In [1]:
import time
import pandas as pd
import numpy as np
import gc

import MDAnalysis as mda
from MDAnalysis.topology.GROParser import GROParser

We will benchmark AtomGroups, ResidueGroups, and SegmentGroups in attribute access and assignment of the current development branch of MDAnalysis, and our issue-363 branch of MDAnalysis, which uses an entirely new topology system.

These benchmarks were carried out on a Thinkpad X260 with Intel(R) Core(TM) i5-6300U CPU @ 2.40GHz. We also used:

In [2]:
np.__version__
Out[2]:
'1.12.0'

Our systems were vesicle systems using repeats of vesicles from the vesicle library publicly hosted on github. We used three systems, with approximately 10 million, 3.5 million, and 1.5 million atoms.

In [3]:
systems = {'10M'  : 'systems/vesicles/10M/system.gro',
           '3.5M' : 'systems/vesicles/3_5M/system.gro',
           '1.5M' : 'systems/vesicles/1_5M/system.gro'}

Building the topology

How long does the GRO parser take? In the new implementation, we don't do any mass guessing, so it's already lighter; we defer guess methods to the Universe after the Topology has been built and attached. The final result is also a Topology object instead of a list of Atom objects.

In [4]:
def time_GROParser(gro, parser):
    """Time how long it takes to parse a GRO topology with a given parser.
    
    :Arguments:
        *gro*
            path to the GRO file to parse
        *parser*
            the parser class to use
            
    :Returns:
        *dt*
            total time in seconds required to parse file
    
    """
    start = time.time()
    parser(gro).parse()
    dt = time.time() - start
    gc.collect()
    return dt

In [5]:
def time_multiple_GROParser(grofiles, iterations, parser):
    """Get parse timings for multiple grofiles over multiple iterations.
    
    :Arguments:
        *grofiles*
            dictionary giving as values grofile paths
        *iterations*
            number of timings to do for each gro file
        *parser*
            GRO parser to use
            
    :Returns:
        *data*
            dataframe giving the timings for each run
    """
    data = {
            'system': [],
            'time': []
           }

    for gro in grofiles:
        print "gro file: {}".format(gro)

**Exercise set:**
• 1. Reproduce the MDAnalysis benchmark notebook from "Our systems were" up to and including "a given parser.".
• 2. According to the MDAnalysis benchmark notebook, on what machine were the benchmarks carried out?
• 3. Extend the MDAnalysis benchmark notebook, continuing from the point at which it stops.

[Records from a data collection]
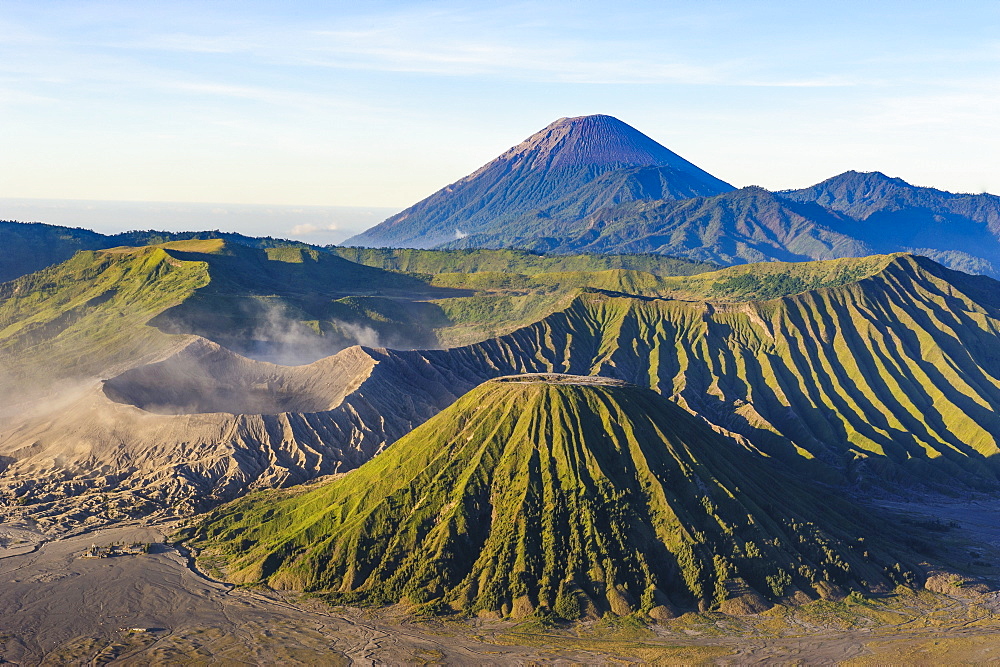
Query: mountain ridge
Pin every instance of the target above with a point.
(548, 166)
(571, 494)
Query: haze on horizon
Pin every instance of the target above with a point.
(377, 106)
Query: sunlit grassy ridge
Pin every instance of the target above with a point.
(558, 494)
(893, 376)
(411, 260)
(85, 315)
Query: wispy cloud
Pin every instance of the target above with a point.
(307, 229)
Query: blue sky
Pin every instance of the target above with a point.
(381, 103)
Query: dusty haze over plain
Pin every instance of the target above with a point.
(378, 105)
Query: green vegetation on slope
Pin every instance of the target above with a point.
(895, 376)
(513, 261)
(88, 315)
(572, 495)
(27, 247)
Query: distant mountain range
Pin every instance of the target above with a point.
(593, 184)
(573, 167)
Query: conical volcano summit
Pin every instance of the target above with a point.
(581, 163)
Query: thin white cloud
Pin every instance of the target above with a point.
(306, 229)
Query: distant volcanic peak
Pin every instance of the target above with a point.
(595, 141)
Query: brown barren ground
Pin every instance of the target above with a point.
(58, 608)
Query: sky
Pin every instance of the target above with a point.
(376, 105)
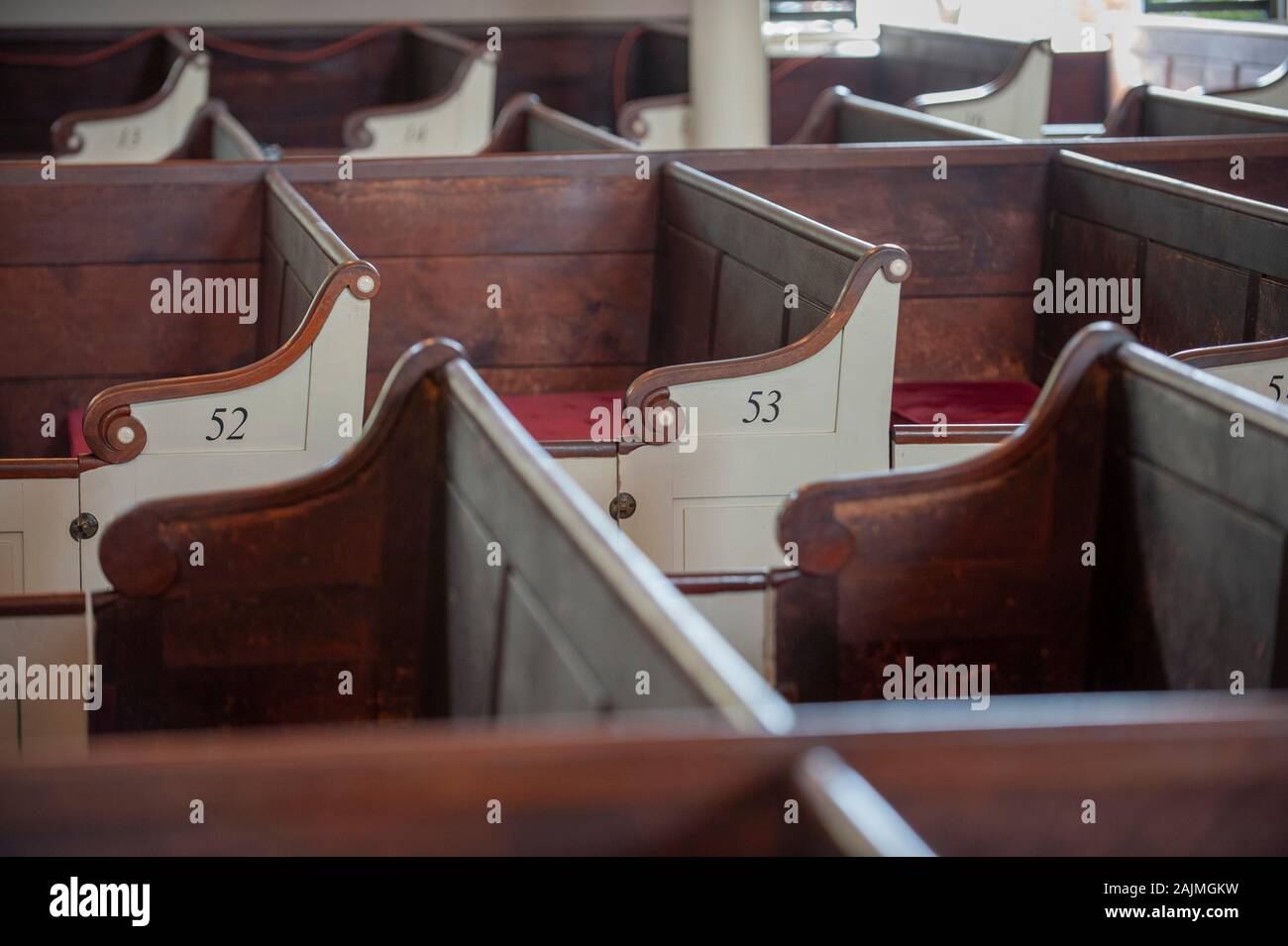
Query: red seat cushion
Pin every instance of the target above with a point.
(962, 402)
(559, 416)
(75, 435)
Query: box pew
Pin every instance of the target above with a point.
(163, 402)
(671, 293)
(395, 89)
(1001, 85)
(841, 117)
(970, 345)
(1151, 111)
(1128, 538)
(527, 125)
(1270, 89)
(443, 567)
(1214, 277)
(95, 98)
(1170, 775)
(513, 791)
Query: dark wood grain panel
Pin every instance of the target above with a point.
(98, 321)
(555, 309)
(67, 223)
(965, 339)
(1271, 310)
(750, 315)
(978, 232)
(684, 300)
(468, 215)
(1190, 301)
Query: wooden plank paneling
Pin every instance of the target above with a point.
(98, 321)
(978, 232)
(748, 313)
(1190, 301)
(471, 215)
(1271, 310)
(684, 302)
(555, 309)
(965, 339)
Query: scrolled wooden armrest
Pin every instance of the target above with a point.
(116, 437)
(142, 551)
(953, 433)
(652, 387)
(63, 130)
(355, 130)
(809, 520)
(1239, 353)
(630, 121)
(979, 91)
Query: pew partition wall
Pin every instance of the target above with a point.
(207, 330)
(445, 567)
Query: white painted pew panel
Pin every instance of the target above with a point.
(44, 727)
(835, 409)
(462, 125)
(1269, 377)
(38, 553)
(1019, 107)
(295, 421)
(151, 134)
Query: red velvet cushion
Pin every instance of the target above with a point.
(75, 435)
(962, 402)
(558, 416)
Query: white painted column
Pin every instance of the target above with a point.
(728, 75)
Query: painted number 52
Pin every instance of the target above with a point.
(218, 417)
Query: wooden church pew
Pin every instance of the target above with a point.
(510, 793)
(527, 125)
(1150, 111)
(970, 343)
(1270, 89)
(1001, 85)
(442, 567)
(94, 97)
(1128, 538)
(841, 117)
(597, 291)
(1212, 273)
(1167, 775)
(263, 381)
(397, 89)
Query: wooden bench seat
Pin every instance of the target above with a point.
(549, 791)
(1010, 216)
(261, 378)
(1126, 540)
(1150, 111)
(395, 89)
(1167, 775)
(674, 289)
(443, 566)
(571, 416)
(97, 97)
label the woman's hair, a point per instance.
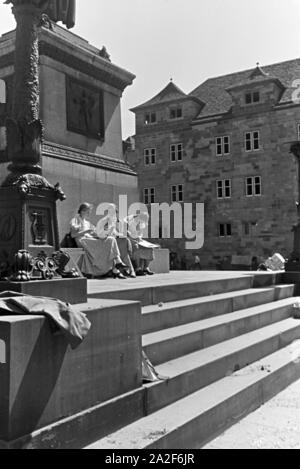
(85, 207)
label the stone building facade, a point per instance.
(226, 144)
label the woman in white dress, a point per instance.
(110, 225)
(143, 252)
(102, 255)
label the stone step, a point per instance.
(169, 344)
(172, 314)
(193, 421)
(189, 373)
(160, 288)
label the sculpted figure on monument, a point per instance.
(62, 10)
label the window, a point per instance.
(150, 118)
(176, 152)
(177, 193)
(249, 228)
(176, 113)
(253, 186)
(225, 230)
(224, 189)
(252, 98)
(149, 156)
(149, 196)
(223, 145)
(252, 141)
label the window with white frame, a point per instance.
(224, 189)
(150, 118)
(176, 113)
(225, 230)
(253, 186)
(249, 228)
(223, 145)
(176, 152)
(149, 195)
(252, 140)
(150, 156)
(252, 97)
(177, 193)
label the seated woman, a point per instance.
(143, 252)
(110, 226)
(102, 256)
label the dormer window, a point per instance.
(150, 118)
(252, 98)
(176, 113)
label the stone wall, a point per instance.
(272, 215)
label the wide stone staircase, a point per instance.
(223, 349)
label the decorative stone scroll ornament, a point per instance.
(42, 267)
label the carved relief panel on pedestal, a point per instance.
(85, 110)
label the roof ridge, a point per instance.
(242, 71)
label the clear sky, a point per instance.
(188, 40)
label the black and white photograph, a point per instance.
(149, 227)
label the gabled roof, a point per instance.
(257, 76)
(170, 93)
(218, 101)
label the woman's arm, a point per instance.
(76, 230)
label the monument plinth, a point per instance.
(29, 237)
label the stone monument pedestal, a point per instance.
(73, 290)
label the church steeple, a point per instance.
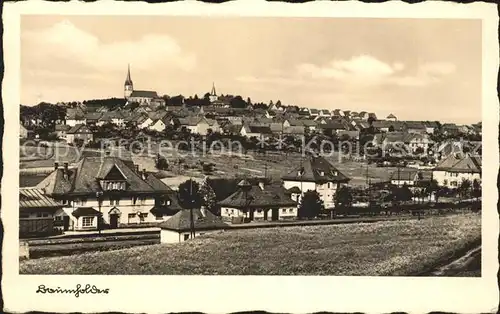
(213, 95)
(129, 86)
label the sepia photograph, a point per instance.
(250, 145)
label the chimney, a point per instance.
(261, 184)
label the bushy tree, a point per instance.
(311, 205)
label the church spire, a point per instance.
(128, 81)
(213, 93)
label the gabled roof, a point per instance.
(36, 198)
(79, 128)
(316, 169)
(465, 164)
(144, 93)
(83, 179)
(202, 221)
(253, 196)
(86, 211)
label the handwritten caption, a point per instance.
(88, 289)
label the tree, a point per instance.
(209, 199)
(476, 189)
(311, 205)
(189, 194)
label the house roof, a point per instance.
(85, 211)
(79, 128)
(83, 178)
(464, 164)
(144, 93)
(252, 196)
(62, 127)
(203, 220)
(316, 169)
(36, 198)
(259, 129)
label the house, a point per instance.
(410, 177)
(415, 127)
(178, 228)
(316, 174)
(75, 116)
(454, 169)
(257, 131)
(110, 188)
(199, 125)
(61, 130)
(142, 96)
(37, 212)
(392, 117)
(450, 129)
(23, 132)
(259, 202)
(79, 132)
(332, 127)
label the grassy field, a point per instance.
(384, 248)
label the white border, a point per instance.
(230, 293)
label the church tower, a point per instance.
(213, 95)
(129, 86)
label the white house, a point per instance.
(178, 228)
(111, 188)
(454, 169)
(316, 174)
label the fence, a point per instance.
(36, 227)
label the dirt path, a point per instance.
(468, 265)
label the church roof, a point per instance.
(203, 220)
(316, 169)
(128, 80)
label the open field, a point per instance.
(383, 248)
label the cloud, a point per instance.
(65, 41)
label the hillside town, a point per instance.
(292, 163)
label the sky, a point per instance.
(418, 69)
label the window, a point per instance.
(87, 222)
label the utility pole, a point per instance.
(191, 208)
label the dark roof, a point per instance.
(36, 198)
(144, 93)
(251, 196)
(316, 169)
(82, 178)
(456, 164)
(202, 221)
(259, 129)
(85, 211)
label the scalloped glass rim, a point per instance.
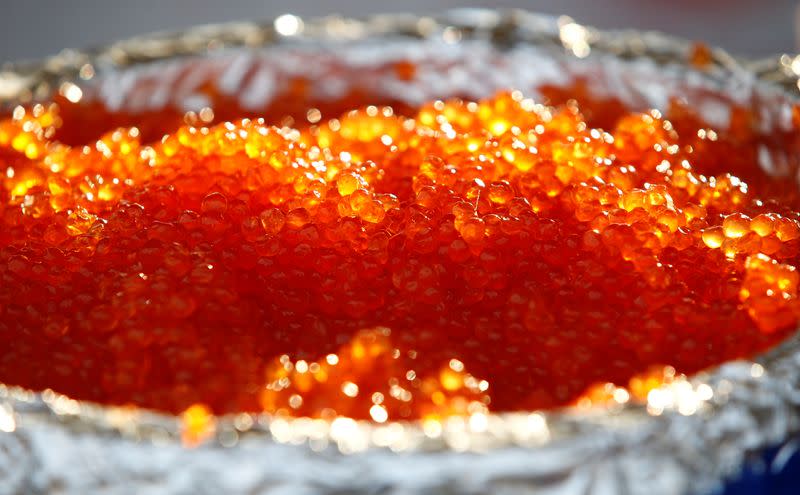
(702, 397)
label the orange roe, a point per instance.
(494, 255)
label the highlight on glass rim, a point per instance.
(474, 251)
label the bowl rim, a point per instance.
(741, 386)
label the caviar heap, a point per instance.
(469, 256)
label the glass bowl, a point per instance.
(686, 437)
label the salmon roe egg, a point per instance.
(389, 263)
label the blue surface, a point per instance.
(775, 472)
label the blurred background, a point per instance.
(35, 28)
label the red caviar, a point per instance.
(498, 255)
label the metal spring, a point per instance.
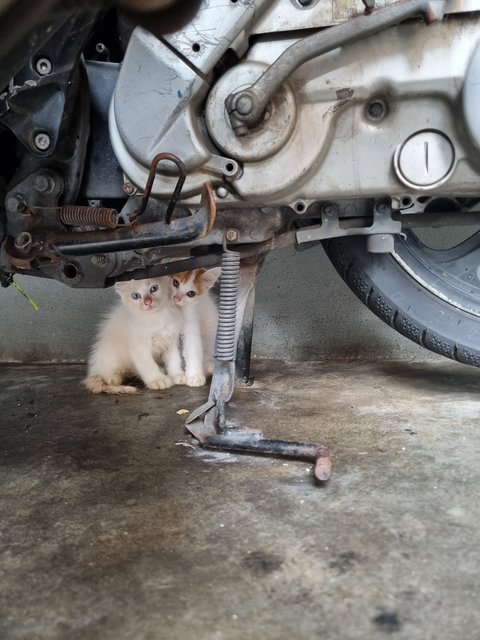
(227, 307)
(78, 216)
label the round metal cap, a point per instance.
(425, 160)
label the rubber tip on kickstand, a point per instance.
(323, 466)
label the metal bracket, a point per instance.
(383, 224)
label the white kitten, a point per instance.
(142, 329)
(190, 292)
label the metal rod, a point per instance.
(151, 178)
(233, 440)
(139, 236)
(246, 107)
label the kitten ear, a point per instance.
(122, 287)
(210, 276)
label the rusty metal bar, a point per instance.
(139, 236)
(245, 441)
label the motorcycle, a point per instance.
(162, 136)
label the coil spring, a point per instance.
(227, 307)
(78, 216)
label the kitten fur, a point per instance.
(190, 292)
(135, 335)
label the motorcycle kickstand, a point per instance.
(208, 423)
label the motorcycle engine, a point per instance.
(391, 114)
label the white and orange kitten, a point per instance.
(190, 292)
(141, 331)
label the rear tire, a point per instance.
(401, 301)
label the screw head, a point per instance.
(43, 183)
(129, 188)
(231, 235)
(42, 141)
(244, 104)
(43, 66)
(23, 240)
(221, 192)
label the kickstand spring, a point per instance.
(208, 423)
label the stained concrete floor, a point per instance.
(115, 525)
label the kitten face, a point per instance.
(143, 295)
(188, 286)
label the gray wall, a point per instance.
(304, 311)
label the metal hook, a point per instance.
(151, 178)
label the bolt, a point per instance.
(43, 183)
(99, 260)
(376, 110)
(43, 66)
(231, 235)
(42, 141)
(382, 207)
(16, 203)
(329, 210)
(221, 192)
(129, 188)
(244, 104)
(23, 240)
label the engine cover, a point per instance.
(376, 117)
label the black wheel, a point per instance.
(430, 295)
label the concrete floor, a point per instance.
(115, 525)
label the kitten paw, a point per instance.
(196, 381)
(160, 383)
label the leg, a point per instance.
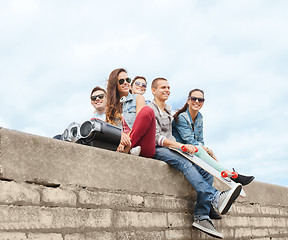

**The replies:**
• 1.
Our systems were vesicle systems using repeats of vesicles from the vesicle library publicly hosted on github. We used three systems, with approximately 10 million, 3.5 million, and 1.5 million atoms.

In [3]:
systems = {'10M'  : 'systems/vesicles/10M/system.gro',
           '3.5M' : 'systems/vesicles/3_5M/system.gro',
           '1.5M' : 'systems/vesicles/1_5M/system.gro'}

Building the topology

How long does the GRO parser take? In the new implementation, we don't do any mass guessing, so it's already lighter; we defer guess methods to the Universe after the Topology has been built and attached. The final result is also a Topology object instead of a list of Atom objects.

In [4]:
def time_GROParser(gro, parser):
    """Time how long it takes to parse a GRO topology with a given parser.

• 2. A Thinkpad X260 with an Intel(R) Core(TM) i5-6300U CPU @ 2.40GHz.

• 3.
        for i in range(iterations):
            print "\riteration: {}".format(i),

            out = time_GROParser(grofiles[gro], parser)

            data['system'].append(gro)
            data['time'].append(out)
        print '\n'

    return pd.DataFrame(data)

the old GRO parser

In [6]:
df = time_multiple_GROParser(systems, iterations=2, parser=GROParser)
gro file: 3.5M
iteration: 1  

gro file: 1.5M
iteration: 1  

gro file: 10M
iteration: 1  


In [7]:
df
Out[7]:
system time
0 3.5M 25.463573
1 3.5M 25.045070
2 1.5M 12.297968
3 1.5M 12.277537
4 10M 70.155502
5 10M 69.792134

the new GRO parser

In [6]:
df = time_multiple_GROParser(systems, iterations=2, parser=GROParser)
gro file: 3.5M
iteration: 0
/home/alter/Library/mdanalysis/MDAnalysis/package/MDAnalysis/topology/guessers.py:56: UserWarning: Failed to guess the mass for the following atom types: G
  "".format(', '.join(misses)))
iteration: 1 

gro file: 1.5M
iteration: 1  

gro file: 10M
iteration: 1  

In [7]:
df
Out[7]:
system time
0 3.5M 16.211191
1 3.5M 15.910637
2 1.5M 7.958214
3 1.5M 7.935534
4 10M 45.729256
5 10M 45.610785

Our new parser is about 1.5 times faster. This might not mean much, however, since we made different choices on what it should do.

Our old parser yields a data structure that is about 3.6 GB in memory, and our new parser gives one that is only 1.3 GB. The new Topology object is a lot smaller than a list of Atoms.

Creating AtomGroups

Creating AtomGroups in the old implementation requires indexing a list of Atom objects. This can get expensive for a large number of atoms.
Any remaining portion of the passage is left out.